[EXERCISE SET]:
**a.** In the computer-buying advice, how much did the writer pay for a 21-inch monitor, and when?
**b.** Check each statement against the computer-buying advice, answering yes or no and quoting the words that decide it: (i) The advice recommends skipping the Pentium IVs. (ii) Reconditioned parts are described as costing more than new ones. (iii) The writer came to regret buying the 21-inch monitor.
**c.** Extend the computer-buying advice, picking up after its final sentence.

[PAGE EXTRACT]:
★ ★ ★ ★ ★ ★ ★

In July 2001, if you look at a typical clone-maker's advertisement for personal machines, you'll see that they range from Celeron in the 900MHz ranges up through Pentium IIIs at around 1000MHz to Pentium IVs at above 1000MHz. The rule of thumb tells us to skip the Pentium IVs, consider the Celerons, and look seriously at the Pentium IIIs.
Why? Because of the way manufacturers' price-performance curves are shaped. The top-of-line system is generally boob bait for corporate executives and other people with more money than sense. Chances are the system design is new and untried -- if you're at the wrong point in the technology cycle, the chip may even be a pre-production sample, or an early production stepping with undiscovered bugs like the infamous FDIV problem in early Pentiums. You don't need such troubles. Better to go with a chip/motherboard combination that's been out for a while and is known good. It's not like you really need the extra speed, after all.
Besides, if you buy one of these gold-plated systems, you're only going to kick yourself three months later when the price plunges by 30%. Further down the product line there's been more real competition and the manufacturer's margins are already squeezed. There's less room for prices to fall, so you won't watch your new toy lose street value so fast. Its price will still drop, but it won't plummet sickeningly.
Again, bear in mind that the cheapest processor you can buy new today is plenty fast enough for Linux. So if dropping back a speed level or two brings you in under budget, you can do it with no regrets.
Another easy economy measure is looking for repaired or reconditioned parts with a warranty. These are often as good as new, and much cheaper. (This is an especially good tactic for monitors and hard drives.)
Your monitor is one of the areas where pinching pennies is not a good idea. You're going to be looking at that monitor for hours on end. You are going to be using the screen real estate constantly. Buy the best quality, largest screen you possibly can -- it will be worth it. I personally shelled out $2000 for a 21-inch monitor back in January 1996. Though I had no regular income and this represented a significant fraction of my bank balance at the time, I never regretted doing so even once.

★ ★ ★ ★ ★ ★ ★

[DATA FOR REVIEW]:

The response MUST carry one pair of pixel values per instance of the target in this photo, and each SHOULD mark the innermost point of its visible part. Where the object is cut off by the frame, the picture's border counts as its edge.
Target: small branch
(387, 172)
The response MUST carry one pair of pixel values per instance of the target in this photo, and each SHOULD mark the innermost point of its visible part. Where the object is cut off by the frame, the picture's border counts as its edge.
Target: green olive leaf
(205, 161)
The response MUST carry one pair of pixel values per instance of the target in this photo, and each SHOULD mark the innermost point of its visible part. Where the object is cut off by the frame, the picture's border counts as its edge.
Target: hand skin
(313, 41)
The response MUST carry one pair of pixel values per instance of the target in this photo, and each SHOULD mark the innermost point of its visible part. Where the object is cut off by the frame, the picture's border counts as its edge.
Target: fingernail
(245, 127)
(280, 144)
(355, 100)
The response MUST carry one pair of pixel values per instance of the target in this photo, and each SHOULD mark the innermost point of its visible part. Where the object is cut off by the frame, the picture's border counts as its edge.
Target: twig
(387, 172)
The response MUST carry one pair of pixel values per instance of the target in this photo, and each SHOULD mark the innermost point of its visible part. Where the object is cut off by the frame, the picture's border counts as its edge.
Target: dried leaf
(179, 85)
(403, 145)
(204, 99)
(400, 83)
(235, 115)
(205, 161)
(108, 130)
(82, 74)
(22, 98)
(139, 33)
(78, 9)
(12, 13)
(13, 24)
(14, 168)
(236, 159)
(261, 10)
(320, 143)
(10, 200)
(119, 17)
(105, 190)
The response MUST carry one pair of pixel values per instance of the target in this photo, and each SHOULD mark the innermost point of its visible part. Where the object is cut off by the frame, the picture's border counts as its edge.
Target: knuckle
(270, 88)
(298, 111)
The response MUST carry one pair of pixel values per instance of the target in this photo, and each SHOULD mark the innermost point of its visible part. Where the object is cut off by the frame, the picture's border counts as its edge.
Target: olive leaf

★ ★ ★ ★ ★ ★ ★

[RESPONSES FOR EACH TASK]:
**a.** $2000, in January 1996.

**b.**
(i) Yes: "skip the Pentium IVs"
(ii) No: "These are often as good as new, and much cheaper."
(iii) No: "I never regretted doing so even once."

**c.**
There is a fair amount of price variance among equivalent video cards, so shop aggressively here. We won't do this, but if you're on a budget, one easy thing to trade away is bit depth. Manufacturers like to include 24- and 32-bit "photographic" color as sizzle in their advertisements, but unless you're doing something like specialty photocomposition work or medical graphics you'll probably never use more than 65535 colors. So you can settle for 16-bit color (used to be you could settle for 8-bit, before websites started routinely stepping outside the 216-color "web-safe" palette).
Your backup device is another place where spending extra money pays. Cheap tape drives are unreliable, noisy and have agonizingly slow transfer speeds. It's no fun to listen to what sounds like a blender dicing celery for hours on end while your disk is backed up, so with the cheap drives you'll quickly find you're backing up less often than you really should.
On the other hand, you probably don't need the latest and greatest CD-ROM device. High-speed CD-ROMS are really designed for people playing CD-ROM games or other applications involving image and sound archives. If you're doing the Linux thing, chances are you'll primarily use CD-ROMs that are code archives. Your average transfer size will be small and an apparent speed of 6x or even 4x quite satisfactory. So, if you need to, here's a place to cut costs by buying well behind the leading edge.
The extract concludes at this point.